[WORK REQUIRED]
Word-for-word transcription: reproduce all of the data, but not the pictures.
┄┄┄┄┄┄┄┄┄┄
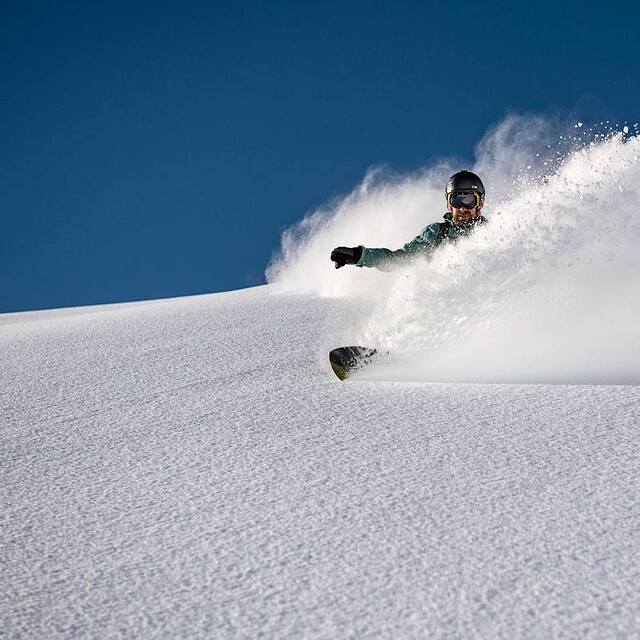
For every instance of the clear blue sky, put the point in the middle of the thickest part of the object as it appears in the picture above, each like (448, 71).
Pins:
(159, 149)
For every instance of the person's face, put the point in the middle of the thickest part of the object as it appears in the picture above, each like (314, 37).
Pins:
(463, 214)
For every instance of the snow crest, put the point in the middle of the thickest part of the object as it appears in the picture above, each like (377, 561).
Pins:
(547, 292)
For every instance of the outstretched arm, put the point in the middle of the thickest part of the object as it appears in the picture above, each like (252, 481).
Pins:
(387, 260)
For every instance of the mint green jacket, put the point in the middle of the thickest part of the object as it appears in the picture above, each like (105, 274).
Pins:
(423, 244)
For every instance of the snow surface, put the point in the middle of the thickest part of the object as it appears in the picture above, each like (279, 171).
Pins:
(191, 468)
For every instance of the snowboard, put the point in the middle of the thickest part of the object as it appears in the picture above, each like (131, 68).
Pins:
(347, 360)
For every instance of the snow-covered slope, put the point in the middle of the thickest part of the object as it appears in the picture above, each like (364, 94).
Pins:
(191, 468)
┄┄┄┄┄┄┄┄┄┄
[REPLY TO THE TASK]
For every instance of the clear blue sky, put the point in the middle of the thickest part of the object as it appears in the picture above, each like (448, 71).
Pins:
(159, 149)
For every instance of the person's face, put the point in the middle of the thickest part of the object as it appears in the picture above, each like (314, 37).
Pins:
(463, 214)
For every instance of the snow crest, put the point in the middle of the thickest part of the object as it appears in the picture above, each like (377, 561).
Pins:
(547, 292)
For every instance of the outstretched arm, put the point in the middle of the thickest part of the object as it appears in the picture above, each like (252, 481).
Pins:
(387, 260)
For every instance of the mint green jacket, put the point in the middle of the thickest part of the object as it appears in the picture above, each like (105, 274).
Pins:
(423, 244)
For every instance of the snow surface, put the point in the middle of the thickest part of the object as it appears in the picture above, each like (279, 171).
Pins:
(191, 468)
For every instance of the snowboard, put the point in the middle of the thickest part of the object as it appears in the picture above, each like (131, 68).
Pins:
(347, 360)
For every instance of the snow-covered slope, put the point in the middle of the thickest part of the object as it appears in the picture above, each like (364, 94).
Pins:
(191, 468)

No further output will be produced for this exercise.